Exercise directions
Count how many lines of the records below contain the word "hillside", matching case exactly. Give only the number.

::: Records for this task

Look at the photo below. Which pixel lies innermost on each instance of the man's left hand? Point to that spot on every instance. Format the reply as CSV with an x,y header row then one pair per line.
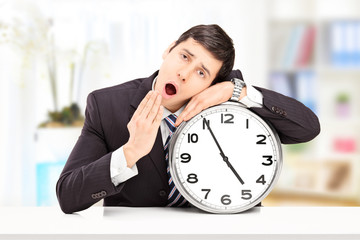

::::::
::: Records for this task

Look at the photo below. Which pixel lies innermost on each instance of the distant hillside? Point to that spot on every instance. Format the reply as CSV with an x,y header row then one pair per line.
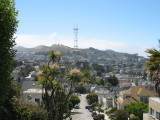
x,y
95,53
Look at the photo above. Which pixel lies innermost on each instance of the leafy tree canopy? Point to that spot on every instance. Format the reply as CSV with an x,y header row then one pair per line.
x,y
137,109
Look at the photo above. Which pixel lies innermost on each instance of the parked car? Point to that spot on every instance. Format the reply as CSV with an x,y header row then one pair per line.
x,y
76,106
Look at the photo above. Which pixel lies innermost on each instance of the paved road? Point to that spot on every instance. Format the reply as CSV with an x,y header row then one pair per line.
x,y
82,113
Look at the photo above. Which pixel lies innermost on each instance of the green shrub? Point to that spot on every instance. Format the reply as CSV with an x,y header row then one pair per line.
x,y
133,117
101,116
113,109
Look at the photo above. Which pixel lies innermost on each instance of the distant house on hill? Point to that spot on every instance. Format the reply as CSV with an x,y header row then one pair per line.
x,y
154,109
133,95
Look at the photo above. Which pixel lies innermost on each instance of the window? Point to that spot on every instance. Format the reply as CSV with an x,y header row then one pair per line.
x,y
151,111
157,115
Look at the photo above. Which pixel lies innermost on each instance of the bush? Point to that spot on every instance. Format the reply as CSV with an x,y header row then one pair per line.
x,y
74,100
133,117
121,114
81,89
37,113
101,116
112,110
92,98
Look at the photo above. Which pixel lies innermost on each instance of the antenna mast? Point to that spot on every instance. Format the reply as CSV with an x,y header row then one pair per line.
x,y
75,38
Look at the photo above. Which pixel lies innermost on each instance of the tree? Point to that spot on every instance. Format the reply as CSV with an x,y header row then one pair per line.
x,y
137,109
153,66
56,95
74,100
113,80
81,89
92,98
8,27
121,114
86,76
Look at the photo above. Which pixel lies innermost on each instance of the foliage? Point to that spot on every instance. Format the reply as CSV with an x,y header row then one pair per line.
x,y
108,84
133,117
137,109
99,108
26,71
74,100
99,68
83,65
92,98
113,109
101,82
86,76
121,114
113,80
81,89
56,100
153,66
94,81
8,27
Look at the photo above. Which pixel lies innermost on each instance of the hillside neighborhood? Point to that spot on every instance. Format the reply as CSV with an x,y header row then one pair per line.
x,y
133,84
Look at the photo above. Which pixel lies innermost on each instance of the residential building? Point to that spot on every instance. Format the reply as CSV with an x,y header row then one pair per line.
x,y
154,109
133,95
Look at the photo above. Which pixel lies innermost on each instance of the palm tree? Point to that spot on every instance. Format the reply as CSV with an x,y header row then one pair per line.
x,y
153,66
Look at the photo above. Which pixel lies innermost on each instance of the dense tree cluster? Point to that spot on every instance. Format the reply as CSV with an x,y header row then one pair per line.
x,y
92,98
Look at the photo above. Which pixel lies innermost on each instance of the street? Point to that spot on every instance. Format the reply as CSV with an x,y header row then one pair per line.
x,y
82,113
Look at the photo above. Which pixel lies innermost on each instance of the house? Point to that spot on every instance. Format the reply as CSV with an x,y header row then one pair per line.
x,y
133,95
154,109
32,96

::::::
::: Records for this task

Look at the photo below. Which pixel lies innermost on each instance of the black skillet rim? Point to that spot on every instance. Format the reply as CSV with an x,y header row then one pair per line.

::::::

Finished task
2